What is needed: Beginning with the line that contains "rough mask: <svg", output each line below exactly through the last one, both included, and nothing else.

Input data:
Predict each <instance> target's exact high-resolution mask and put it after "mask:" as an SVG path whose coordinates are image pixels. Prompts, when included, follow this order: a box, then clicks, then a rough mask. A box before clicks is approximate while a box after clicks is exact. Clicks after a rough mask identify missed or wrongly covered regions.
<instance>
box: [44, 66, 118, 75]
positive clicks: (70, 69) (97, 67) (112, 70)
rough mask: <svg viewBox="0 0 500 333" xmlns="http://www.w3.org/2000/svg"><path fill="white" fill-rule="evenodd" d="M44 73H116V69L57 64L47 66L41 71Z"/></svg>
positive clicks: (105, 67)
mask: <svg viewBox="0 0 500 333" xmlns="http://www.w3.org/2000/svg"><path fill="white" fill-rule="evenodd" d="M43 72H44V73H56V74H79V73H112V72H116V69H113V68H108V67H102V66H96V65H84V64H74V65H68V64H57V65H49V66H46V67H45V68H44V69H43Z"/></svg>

Solved problem:
rough mask: <svg viewBox="0 0 500 333" xmlns="http://www.w3.org/2000/svg"><path fill="white" fill-rule="evenodd" d="M44 73H116V69L57 64L47 66L41 71Z"/></svg>
positive clicks: (105, 67)
mask: <svg viewBox="0 0 500 333" xmlns="http://www.w3.org/2000/svg"><path fill="white" fill-rule="evenodd" d="M43 72H44V73H56V74H79V73H112V72H116V69H113V68H108V67H102V66H96V65H84V64H74V65H68V64H57V65H49V66H46V67H45V68H44V69H43Z"/></svg>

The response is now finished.